─── DOCUMENT TEXT ───

Mihir Bose tells the little-known story of the Indian secret agent codenamed ‘Silver’ who served both the Axis and the Allied forces during the Second World War.

Bhagat ram Talwar, known as Silver, in Afghan dress in the streets of Kabul during the 1940s. On the morning of March 12th, 1943 in Bletchley, Buckinghamshire, the wartime centre of British intelligence, officials of the Secret Intelligence Service (SIS), MI5 and IPI (the Indian Political Intelligence) met to discuss an issue which had important consequences for a remarkable spy.

No documents regarding this meeting have ever been released by the British, but Soviet archives have a top secret summary of the meeting. Entitled ‘Report of the Soviet Agent to the Governing Body of British Intelligence’, it reads:

The most serious fact in our situation is that Bose is on the way to Japan in the German submarine. They suppose if he gets to Japan he’ll be able to contact his own Indian party, Forward BLOC, and first of all he’ll find out that the colossal organisation of Bhagat Ram doesn’t exist, the whole thing is a pure blackmail. The Admiralty wants to withdraw him when the Japanese boat takes him from the submarine. It’s a very good plan, especially if it comes into being because Bhagat Ram’s organisation will be safe and the Germans will be able to boss the latter without Bose.

The Bose referred to was Subhas Chandra Bose, the Indian nationalist who had fled to Germany in 1941 and was now on his way back east. Much has been written about him. But very little has been written about the other character mentioned, Bhagat Ram Talwar (his full name), not helped by the fact, that when Bhagat Ram wrote his autobiography in the 1970s, he continued his wartime habit of disguising the truth. But, now that secret documents on him are available, it is becoming apparent that he was one of the most extraordinary spies of the Second World War.

Nicknamed ‘Silver’ by the British, he started working for the Italians, switched to the Germans, the Russians and finally the British. The Nazis had been so impressed they awarded him the Iron Cross, Germany’s highest military decoration. Yet from late 1942 he was controlled from Delhi by Peter Fleming, the brother of James Bond creator Ian Fleming and head of D Division, responsible for covert actions. He was impressed by Silver’s ruthlessness. Once, with Fleming in Delhi, Silver was seen by an Afghan he had met in Kabul. Fleming, worried the Afghan would unmask his agent, suggested Silver should not return to Kabul. But Silver would not hear of it. For five months nothing was heard from him. Then suddenly Silver returned and told Fleming of a dinner he had had with the Afghan. Silver took with him chopped-up tiger’s whiskers, which are extremely poisonous. During the course of the evening, he slipped them into the curry, ensuring that only he lived to tell the tale.

Fleming operated a small network of secret agents, many of them double agents originally hired by the Japanese or the Germans and still paid by them but who, at Fleming’s behest, were feeding these countries false information. Silver was the best of them.

─── SOURCE DATA ───

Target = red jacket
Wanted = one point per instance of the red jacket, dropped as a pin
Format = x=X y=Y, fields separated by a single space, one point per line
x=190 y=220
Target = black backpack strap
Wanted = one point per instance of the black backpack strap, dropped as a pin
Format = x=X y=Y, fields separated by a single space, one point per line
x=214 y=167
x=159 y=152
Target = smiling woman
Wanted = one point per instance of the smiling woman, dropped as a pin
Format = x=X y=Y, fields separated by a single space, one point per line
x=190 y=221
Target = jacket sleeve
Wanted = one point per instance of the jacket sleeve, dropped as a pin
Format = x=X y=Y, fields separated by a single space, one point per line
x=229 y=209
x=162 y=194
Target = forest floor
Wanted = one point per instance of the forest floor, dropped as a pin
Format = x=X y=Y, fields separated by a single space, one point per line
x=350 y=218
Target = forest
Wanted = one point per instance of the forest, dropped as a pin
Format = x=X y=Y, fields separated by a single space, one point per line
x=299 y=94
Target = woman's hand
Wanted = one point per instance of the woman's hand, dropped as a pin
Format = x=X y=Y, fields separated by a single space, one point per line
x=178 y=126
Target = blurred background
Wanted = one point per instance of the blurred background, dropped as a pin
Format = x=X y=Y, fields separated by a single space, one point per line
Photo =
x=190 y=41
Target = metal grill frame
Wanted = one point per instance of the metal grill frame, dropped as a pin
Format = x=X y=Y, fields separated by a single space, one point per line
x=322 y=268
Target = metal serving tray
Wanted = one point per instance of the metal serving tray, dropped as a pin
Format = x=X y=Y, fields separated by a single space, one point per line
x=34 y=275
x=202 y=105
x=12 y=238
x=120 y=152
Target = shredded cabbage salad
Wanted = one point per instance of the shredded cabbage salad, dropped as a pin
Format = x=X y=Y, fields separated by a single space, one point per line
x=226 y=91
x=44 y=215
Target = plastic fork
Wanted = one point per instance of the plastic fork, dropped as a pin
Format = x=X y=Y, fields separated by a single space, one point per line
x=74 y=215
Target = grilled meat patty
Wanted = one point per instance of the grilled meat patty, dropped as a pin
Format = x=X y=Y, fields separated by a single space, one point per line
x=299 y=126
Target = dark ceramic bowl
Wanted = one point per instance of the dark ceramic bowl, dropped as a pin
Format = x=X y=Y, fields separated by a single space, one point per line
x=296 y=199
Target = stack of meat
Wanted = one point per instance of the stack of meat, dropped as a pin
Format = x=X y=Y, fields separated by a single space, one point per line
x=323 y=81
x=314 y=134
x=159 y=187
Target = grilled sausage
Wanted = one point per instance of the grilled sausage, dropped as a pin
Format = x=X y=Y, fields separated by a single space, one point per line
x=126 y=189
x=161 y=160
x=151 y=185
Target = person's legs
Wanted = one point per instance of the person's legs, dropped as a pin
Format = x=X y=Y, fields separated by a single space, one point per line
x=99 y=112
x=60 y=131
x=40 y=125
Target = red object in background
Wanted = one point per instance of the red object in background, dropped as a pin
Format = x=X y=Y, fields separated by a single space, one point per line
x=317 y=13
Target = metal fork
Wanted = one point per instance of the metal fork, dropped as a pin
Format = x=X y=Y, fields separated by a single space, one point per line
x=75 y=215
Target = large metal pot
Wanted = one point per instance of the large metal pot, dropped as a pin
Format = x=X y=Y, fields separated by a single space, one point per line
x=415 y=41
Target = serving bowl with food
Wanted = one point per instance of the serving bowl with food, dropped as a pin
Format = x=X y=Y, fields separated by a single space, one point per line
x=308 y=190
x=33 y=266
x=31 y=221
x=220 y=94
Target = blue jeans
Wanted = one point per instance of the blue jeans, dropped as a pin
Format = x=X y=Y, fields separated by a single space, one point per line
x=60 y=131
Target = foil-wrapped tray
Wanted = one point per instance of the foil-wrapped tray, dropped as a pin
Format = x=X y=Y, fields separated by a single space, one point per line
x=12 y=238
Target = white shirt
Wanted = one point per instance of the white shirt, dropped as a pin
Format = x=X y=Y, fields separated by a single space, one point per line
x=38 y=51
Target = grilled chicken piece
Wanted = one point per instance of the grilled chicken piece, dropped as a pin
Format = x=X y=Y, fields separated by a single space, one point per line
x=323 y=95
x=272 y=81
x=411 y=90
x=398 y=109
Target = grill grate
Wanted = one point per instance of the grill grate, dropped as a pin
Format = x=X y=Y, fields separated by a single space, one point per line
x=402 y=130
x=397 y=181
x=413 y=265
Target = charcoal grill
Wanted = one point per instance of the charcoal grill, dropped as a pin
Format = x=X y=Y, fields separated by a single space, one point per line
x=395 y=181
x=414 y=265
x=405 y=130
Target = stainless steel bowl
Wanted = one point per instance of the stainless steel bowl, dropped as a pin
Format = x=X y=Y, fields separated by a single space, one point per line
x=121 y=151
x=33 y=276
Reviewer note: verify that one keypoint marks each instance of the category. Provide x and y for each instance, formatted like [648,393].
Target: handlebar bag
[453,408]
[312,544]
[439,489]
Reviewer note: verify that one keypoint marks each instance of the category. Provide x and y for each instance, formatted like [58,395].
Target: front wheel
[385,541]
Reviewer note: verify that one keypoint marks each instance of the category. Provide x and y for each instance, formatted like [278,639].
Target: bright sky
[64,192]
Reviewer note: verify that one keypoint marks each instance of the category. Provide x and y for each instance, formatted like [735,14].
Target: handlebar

───

## JOBS
**a.** In the passage about Silver, who controlled him from Delhi starting in late 1942?
**b.** Quote the rows, starting with the line that contains "Target = black backpack strap" and going on through the line that contains "x=190 y=221", and nothing else.
The passage about Silver and the rows are separate, unrelated material.

## THE ANSWERS
**a.** Peter Fleming, head of D Division and brother of Ian Fleming.

**b.**
Target = black backpack strap
Wanted = one point per instance of the black backpack strap, dropped as a pin
Format = x=X y=Y, fields separated by a single space, one point per line
x=214 y=167
x=159 y=152
Target = smiling woman
Wanted = one point per instance of the smiling woman, dropped as a pin
Format = x=X y=Y, fields separated by a single space, one point per line
x=190 y=221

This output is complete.